TEXT SECTION start
# adding copper pigtails to my aluminum wiring was worth it



## ntomlin (Dec 14, 2008)

I recently added copper pigtails to all my aluminum wiring on the switches and receptacles in my house. I used Alumiconn connectors, and was very happy with them - I ended up needing 100 connectors, which cost ~$300. I wrote it up here if you're interested.

I wanted to post this because I found a few outlets with obvious heat damage and I feel the house is much safer now. See the picture to see what I mean (sorry, didn't know how to make it smaller).


----------



## 220/221 (Oct 9, 2007)

It was worth pigtailing and replacing the devices but the connectors are a scam. In real life, regular wire nuts are fine. They lost their listing as a technical/legal issue. I have never seen a properly installed wire nut burn up.


The AL rated wirenuts are simply insurance. It's like buying a 5 year warranty on your car battery as opposed to a 3 year warranty. It's the same battery but you pay more for "insurance". If you provide a product like this to be used specifically for a hot topic like residential aluminum wiring systems, you are *going* to get sued a few times.


This of course in my opinion based on my years of experience and research.


----------



## patriot1 (Feb 27, 2009)

did you use no-lox or any other anti-oxidation lube?


----------



## ntomlin (Dec 14, 2008)

*pigtailing*

220/221 - One of the problems I had initially was deciding whether I thought it was a problem, but I've come to the conclusion that it was definitely a good idea to pigtail. But like you say, there are certainly lots of conflicting data and opinions on what methods work - lots of choices depending on how much money you're willing to throw at it. 

patriot1 - the Alumiconn connectors and the purple wirenuts come with a white anti-oxidant paste already in place.


----------



## tigereye (Feb 25, 2009)

ntomlin,

Thanks for posting this. I'm struggling with this same decision right now, and have reached the same conclusions that you've posted on your linked page. Just had a quick question. Did you end up springing for a torque screwdriver, or did you torque the alumiconns via the "alternate" method?
TEXT SECTION end
DATASET start
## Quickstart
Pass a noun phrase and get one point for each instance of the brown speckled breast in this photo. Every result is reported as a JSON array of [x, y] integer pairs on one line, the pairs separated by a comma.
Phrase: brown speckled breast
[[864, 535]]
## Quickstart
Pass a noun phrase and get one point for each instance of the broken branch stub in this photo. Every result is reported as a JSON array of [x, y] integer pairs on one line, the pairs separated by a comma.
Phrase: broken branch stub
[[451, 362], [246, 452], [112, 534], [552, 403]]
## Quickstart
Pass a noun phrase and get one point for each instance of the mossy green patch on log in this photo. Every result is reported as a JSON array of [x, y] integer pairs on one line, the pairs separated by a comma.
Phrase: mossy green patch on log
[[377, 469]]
DATASET end
#### [WRITTEN REQUEST A]
In the aluminum wiring thread, how many connectors did ntomlin end up needing, and what did they cost?
#### [WRITTEN REQUEST B]
Take the passage of the aluminum wiring thread that begins at the words "The AL rated" and stops after "(Feb 27, 2009)", and write it out with "warranty" swapped for "guarantee" each time it appears.
#### [WRITTEN REQUEST C]
Extend the forum thread on pigtailing aluminum wiring past its final post.
The records are separate material and have no connection to the forum thread.

#### [WRITTEN RESPONSE A]
100 connectors, costing about $300.

#### [WRITTEN RESPONSE B]
The AL rated wirenuts are simply insurance. It's like buying a 5 year guarantee on your car battery as opposed to a 3 year guarantee. It's the same battery but you pay more for "insurance". If you provide a product like this to be used specifically for a hot topic like residential aluminum wiring systems, you are *going* to get sued a few times.


This of course in my opinion based on my years of experience and research.


----------



## patriot1 (Feb 27, 2009)

#### [WRITTEN RESPONSE C]
Thanks,

Mike


----------



## ntomlin (Dec 14, 2008)

*didn't get the torque screwdriver*

I just used the alternative tightening method - no torque screwdriver, and it seemed to work just fine.


----------



## Michael Thomas (Jan 27, 2008)

220/221 said:


> In real life, regular wire nuts are fine. They lost their listing as a technical/legal issue. I have never seen a properly installed wire nut burn up.


Take a look here :

http://www.alwirerepair.com/examples_of_burnt_wire_nuts.htm


----------



## 220/221 (Oct 9, 2007)

These pics simply show burned nuts. I have seen many burned nut on *copper* applications. *A loose connection causes arcing which gets progressivly worse.*

It's not the aluminum, it's the bad connection. Think about it. How many *millions* of connections are NOT burned? Why are the rest of the splices in that house not burned? Why are there not burned nuts in *every* house?




> Take a look here :


Remember, *both* these links are from *people selling product*. They are *advertisments*. ALWAYS consider the source when doing internet research.

The *first* pictures (all the same connection) is *obviously *homeowner/handyman work and the connection was not secure. The wires were not even twisted together at all.

The *second* pictures show *five* #12's under a *yellow* wire nut. :jester:

The *third* pic?...who knows....I can't even tell it's AL.

I can pick apart *most* of the pictures there and I can honestly say that I've seen more that that many burned connections on loose copper joints.



My bottom line is: From a legal standpoint, use the rated methods. Mechanically there is no difference.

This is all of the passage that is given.